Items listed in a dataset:
>>

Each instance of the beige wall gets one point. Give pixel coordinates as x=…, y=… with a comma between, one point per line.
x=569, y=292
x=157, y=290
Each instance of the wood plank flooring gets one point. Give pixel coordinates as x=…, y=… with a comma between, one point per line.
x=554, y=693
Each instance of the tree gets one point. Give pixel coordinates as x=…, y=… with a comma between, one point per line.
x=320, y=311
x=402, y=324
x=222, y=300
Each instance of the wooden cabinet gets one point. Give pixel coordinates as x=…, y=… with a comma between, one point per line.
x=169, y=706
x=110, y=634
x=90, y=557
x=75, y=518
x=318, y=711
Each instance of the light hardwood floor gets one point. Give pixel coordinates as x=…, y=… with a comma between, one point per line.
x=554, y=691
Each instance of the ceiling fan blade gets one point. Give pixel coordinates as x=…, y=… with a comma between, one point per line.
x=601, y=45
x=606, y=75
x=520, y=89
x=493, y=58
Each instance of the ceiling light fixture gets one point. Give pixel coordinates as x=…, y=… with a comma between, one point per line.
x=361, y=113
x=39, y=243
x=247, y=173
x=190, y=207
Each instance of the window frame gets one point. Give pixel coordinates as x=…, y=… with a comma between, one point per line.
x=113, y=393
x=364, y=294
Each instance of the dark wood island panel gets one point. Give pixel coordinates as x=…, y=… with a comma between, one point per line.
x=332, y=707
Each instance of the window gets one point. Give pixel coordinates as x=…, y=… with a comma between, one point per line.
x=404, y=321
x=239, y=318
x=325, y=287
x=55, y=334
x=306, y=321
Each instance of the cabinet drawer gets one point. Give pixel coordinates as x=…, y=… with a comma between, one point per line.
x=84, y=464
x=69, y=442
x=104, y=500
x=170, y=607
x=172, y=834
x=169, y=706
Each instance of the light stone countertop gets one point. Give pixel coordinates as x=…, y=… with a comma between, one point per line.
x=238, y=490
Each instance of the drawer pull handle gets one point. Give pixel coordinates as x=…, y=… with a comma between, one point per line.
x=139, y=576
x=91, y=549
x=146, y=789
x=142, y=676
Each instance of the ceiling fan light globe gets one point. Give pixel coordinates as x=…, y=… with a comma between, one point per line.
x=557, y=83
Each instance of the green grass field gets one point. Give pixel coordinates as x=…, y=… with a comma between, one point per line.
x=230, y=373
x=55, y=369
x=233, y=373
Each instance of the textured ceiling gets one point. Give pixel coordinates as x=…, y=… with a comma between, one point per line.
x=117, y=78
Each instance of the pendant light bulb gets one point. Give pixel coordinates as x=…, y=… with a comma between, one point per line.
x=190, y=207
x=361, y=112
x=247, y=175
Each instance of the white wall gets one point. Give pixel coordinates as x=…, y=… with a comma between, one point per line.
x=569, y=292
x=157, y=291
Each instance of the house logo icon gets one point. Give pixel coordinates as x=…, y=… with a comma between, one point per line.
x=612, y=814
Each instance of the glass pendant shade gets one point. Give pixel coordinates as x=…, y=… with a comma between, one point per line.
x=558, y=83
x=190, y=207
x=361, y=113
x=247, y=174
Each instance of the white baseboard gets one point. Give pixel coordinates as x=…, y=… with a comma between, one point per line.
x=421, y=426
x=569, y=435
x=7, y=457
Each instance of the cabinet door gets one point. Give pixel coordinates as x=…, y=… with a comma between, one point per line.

<<

Your objective: What is needed here is an exact transcription of the records above.

Result of this exercise:
Each instance of the beige wall gets one point. Give pixel coordinates as x=…, y=… with a comma between, one point per line.
x=569, y=292
x=157, y=290
Each instance of the wood plank flooring gets one point. Give pixel coordinates as x=…, y=… with a comma between, one point per line.
x=554, y=693
Each instance of the tree gets one point. Give pixel coordinates as x=…, y=… with a comma between, one point per line.
x=320, y=311
x=402, y=324
x=222, y=300
Each instance of the wooden cabinet gets one point. Give pixel coordinates as x=…, y=… with a comma between, one point per line.
x=169, y=706
x=110, y=634
x=90, y=557
x=75, y=518
x=318, y=711
Each instance of the light hardwood floor gets one point. Give pixel coordinates as x=…, y=… with a comma between, one point per line.
x=554, y=691
Each instance of the ceiling fan blade gets one point. Give pixel coordinates as x=…, y=… with a comma between, one point per line.
x=601, y=45
x=606, y=75
x=520, y=89
x=493, y=58
Each instance of the ceiling light fixture gets one point. Give pixel coordinates as x=…, y=… with a comma between, one point per line.
x=361, y=113
x=39, y=243
x=247, y=173
x=190, y=207
Each instance of the window frame gets one point. Give pixel coordinates as x=…, y=… with a comma between, one point per line.
x=113, y=393
x=364, y=294
Each instance of the dark wood island panel gets one point. Give pixel coordinates as x=…, y=… with a comma between, one point per line.
x=332, y=707
Each instance of the window gets one point. Give pixel coordinates as x=…, y=… with a comma between, one point per line.
x=404, y=321
x=239, y=318
x=325, y=287
x=55, y=334
x=306, y=321
Each instance of the cabinet drawer gets one point. Give pixel coordinates as x=…, y=… with a comma between, one point per line.
x=84, y=464
x=69, y=442
x=104, y=500
x=170, y=607
x=172, y=834
x=169, y=706
Each instance of the light stone countertop gets one point. Give pixel coordinates as x=…, y=… with a comma between, one point per line.
x=238, y=490
Each instance of the drawer pull handle gets one point. Give pixel coordinates as x=…, y=… with a comma between, one point per line.
x=139, y=576
x=91, y=549
x=146, y=789
x=142, y=676
Each instance of the ceiling fan light globe gets one point. Give pixel coordinates as x=…, y=… with a comma between, one point per line.
x=557, y=83
Each instance of the green grass field gets one point. Give pixel coordinates as x=…, y=… with a comma between, one point per line.
x=230, y=373
x=55, y=369
x=233, y=373
Each instance of the textured ceiling gets one point. Give pixel coordinates as x=…, y=… with a comma between, one point per line.
x=117, y=78
Each instance of the pendant light bulb gets one point. Give pixel coordinates as x=…, y=… with a comma between, one point per line.
x=190, y=207
x=361, y=112
x=247, y=175
Each instance of the white wall gets one point. Give pixel coordinates as x=…, y=… with a comma between, one point per line.
x=569, y=292
x=157, y=291
Each instance of the house logo icon gets one point. Give pixel coordinates as x=…, y=… with a comma between, one point per line.
x=612, y=814
Each instance of the glass pendant shade gets one point. Give pixel coordinates as x=…, y=… with a comma between, one point per line.
x=558, y=83
x=190, y=207
x=361, y=113
x=247, y=174
Each instance of the white baseboard gets one point. Give pixel coordinates as x=…, y=… with a comma between, one point per line.
x=421, y=426
x=569, y=435
x=7, y=457
Each instance of the cabinet door gets one point. Give pixel coordinates as x=…, y=… with a comma between, one point per line.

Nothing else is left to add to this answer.